-- Opening Marker --

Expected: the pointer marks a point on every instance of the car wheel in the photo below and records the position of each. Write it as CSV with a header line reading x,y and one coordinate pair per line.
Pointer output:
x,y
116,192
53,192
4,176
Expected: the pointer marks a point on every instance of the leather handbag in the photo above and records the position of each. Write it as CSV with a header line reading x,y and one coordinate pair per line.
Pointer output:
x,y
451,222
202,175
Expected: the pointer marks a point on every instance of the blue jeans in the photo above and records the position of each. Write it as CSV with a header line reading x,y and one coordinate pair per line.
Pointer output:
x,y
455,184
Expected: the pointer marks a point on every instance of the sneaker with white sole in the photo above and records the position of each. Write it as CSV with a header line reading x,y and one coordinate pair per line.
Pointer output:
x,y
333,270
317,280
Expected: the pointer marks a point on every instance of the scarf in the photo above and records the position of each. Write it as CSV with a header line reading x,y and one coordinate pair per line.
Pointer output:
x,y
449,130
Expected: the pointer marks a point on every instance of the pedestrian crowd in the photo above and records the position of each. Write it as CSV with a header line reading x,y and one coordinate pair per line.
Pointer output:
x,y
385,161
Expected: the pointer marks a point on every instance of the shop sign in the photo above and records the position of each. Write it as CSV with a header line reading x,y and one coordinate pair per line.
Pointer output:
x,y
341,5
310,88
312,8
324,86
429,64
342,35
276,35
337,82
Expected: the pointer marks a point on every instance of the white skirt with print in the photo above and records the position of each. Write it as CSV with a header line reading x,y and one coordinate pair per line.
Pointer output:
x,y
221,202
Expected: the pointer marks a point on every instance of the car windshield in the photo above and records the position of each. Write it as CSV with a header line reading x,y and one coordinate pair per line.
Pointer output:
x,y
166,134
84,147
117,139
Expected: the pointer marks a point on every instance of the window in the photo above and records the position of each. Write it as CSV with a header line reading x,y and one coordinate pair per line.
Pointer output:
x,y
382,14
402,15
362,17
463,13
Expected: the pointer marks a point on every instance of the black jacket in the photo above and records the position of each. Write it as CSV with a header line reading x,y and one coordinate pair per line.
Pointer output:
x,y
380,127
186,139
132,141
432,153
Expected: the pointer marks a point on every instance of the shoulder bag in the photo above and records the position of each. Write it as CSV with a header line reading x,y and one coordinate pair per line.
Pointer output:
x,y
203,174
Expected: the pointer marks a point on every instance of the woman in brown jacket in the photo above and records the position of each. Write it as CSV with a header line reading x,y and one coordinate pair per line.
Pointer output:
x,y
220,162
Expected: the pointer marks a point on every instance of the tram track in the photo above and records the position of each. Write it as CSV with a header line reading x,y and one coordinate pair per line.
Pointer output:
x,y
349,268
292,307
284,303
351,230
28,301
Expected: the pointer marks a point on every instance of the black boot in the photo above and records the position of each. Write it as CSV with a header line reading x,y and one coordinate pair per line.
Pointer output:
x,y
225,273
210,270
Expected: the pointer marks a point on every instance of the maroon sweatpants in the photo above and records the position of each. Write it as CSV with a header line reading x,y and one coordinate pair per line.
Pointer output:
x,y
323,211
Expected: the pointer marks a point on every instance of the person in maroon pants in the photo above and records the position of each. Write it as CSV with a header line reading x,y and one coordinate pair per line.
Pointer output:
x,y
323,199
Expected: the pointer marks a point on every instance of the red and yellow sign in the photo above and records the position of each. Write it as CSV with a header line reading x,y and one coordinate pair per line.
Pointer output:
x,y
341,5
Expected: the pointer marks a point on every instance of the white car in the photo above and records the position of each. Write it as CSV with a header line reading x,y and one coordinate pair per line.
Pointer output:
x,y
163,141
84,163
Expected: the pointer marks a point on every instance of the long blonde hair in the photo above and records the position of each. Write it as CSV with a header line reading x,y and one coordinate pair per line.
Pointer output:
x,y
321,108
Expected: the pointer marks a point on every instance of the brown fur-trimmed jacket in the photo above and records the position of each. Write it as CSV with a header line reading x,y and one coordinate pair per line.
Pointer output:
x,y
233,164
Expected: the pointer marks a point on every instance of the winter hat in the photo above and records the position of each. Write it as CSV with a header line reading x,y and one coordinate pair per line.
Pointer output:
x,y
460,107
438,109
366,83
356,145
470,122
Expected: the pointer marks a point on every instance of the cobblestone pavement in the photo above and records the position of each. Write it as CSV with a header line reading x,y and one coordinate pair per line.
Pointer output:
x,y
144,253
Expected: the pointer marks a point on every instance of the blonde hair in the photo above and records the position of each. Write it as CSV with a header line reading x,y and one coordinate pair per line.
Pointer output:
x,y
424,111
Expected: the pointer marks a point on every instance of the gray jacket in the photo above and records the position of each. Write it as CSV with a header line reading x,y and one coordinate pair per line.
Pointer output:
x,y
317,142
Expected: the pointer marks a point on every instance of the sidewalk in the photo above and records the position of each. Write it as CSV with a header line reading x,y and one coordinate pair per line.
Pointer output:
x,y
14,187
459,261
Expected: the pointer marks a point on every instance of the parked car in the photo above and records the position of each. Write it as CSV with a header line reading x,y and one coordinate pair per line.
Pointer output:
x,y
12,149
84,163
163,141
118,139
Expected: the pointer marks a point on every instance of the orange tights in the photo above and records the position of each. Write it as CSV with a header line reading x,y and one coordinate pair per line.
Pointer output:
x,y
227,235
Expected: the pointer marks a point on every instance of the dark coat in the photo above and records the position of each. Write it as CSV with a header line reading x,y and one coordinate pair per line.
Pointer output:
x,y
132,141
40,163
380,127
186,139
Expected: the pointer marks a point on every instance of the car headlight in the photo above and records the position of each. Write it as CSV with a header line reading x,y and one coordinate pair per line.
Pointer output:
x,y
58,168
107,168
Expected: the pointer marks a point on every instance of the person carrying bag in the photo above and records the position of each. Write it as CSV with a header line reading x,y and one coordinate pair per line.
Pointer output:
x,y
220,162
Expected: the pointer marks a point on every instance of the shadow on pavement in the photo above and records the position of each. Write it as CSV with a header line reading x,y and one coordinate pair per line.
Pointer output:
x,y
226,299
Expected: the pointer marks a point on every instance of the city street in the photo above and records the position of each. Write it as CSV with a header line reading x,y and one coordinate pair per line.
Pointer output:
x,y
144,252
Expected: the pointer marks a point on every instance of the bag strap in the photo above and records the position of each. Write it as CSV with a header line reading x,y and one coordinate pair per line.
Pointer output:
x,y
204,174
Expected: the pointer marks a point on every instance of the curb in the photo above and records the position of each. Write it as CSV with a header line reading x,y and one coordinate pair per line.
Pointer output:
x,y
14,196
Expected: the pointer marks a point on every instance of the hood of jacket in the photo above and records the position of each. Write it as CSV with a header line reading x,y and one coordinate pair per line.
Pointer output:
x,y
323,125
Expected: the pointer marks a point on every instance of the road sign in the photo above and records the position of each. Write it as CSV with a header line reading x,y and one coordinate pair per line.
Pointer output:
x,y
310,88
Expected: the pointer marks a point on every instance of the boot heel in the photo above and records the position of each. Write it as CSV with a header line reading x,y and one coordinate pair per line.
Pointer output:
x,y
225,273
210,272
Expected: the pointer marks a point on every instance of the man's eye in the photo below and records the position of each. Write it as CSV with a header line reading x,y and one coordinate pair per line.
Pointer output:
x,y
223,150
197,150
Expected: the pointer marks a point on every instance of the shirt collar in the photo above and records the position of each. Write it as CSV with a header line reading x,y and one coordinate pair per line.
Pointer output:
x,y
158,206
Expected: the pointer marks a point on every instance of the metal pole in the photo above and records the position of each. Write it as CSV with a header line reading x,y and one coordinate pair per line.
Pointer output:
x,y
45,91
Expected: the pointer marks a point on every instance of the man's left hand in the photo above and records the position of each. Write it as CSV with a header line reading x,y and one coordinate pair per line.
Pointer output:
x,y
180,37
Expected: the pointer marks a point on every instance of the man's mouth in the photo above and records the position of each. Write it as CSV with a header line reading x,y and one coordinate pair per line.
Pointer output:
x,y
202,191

-- Closing Marker --

▸ What to work on
Nothing but the lines from the top of the entries above through the line with "of the shop" should be set down, each exactly as written.

▸ Answer to this problem
Expected: the pointer marks a point on every instance of the car wheel in the photo below and records the position of each. Write it as CSV with a header line reading x,y and one coordinate pair per line.
Pointer output:
x,y
116,192
53,192
4,176
Expected: the pointer marks a point on every instance of the leather handbag in the photo above and records the position of each. Write it as CSV with a header line reading x,y and one coordinate pair per line.
Pointer output:
x,y
451,222
202,175
Expected: the pointer marks a point on every instance of the blue jeans in the photo above and records the position of each. Write it as CSV with a header line reading x,y and one coordinate pair per line.
Pointer output:
x,y
455,184
Expected: the pointer marks a point on every instance of the sneaker with white sole in the photo above and records the position of each. Write it as CSV with a header line reading x,y and one coordinate pair per line.
Pointer output:
x,y
333,270
317,280
Expected: the pointer marks a point on every instance of the scarf in the photo above and records the position of each. Write it as CSV with a header line reading x,y and one coordinate pair per line.
Pointer output:
x,y
449,130
Expected: the pointer marks a point on every instance of the pedestrian crowd in the photo above and records the position of each. Write it as CSV with a header line reading x,y and one coordinate pair per line.
Pointer output:
x,y
385,161
Expected: the pointer marks a point on every instance of the shop sign in the photo above and records the position of each. Write it as CSV with a header line reading x,y and one coordinate pair per line.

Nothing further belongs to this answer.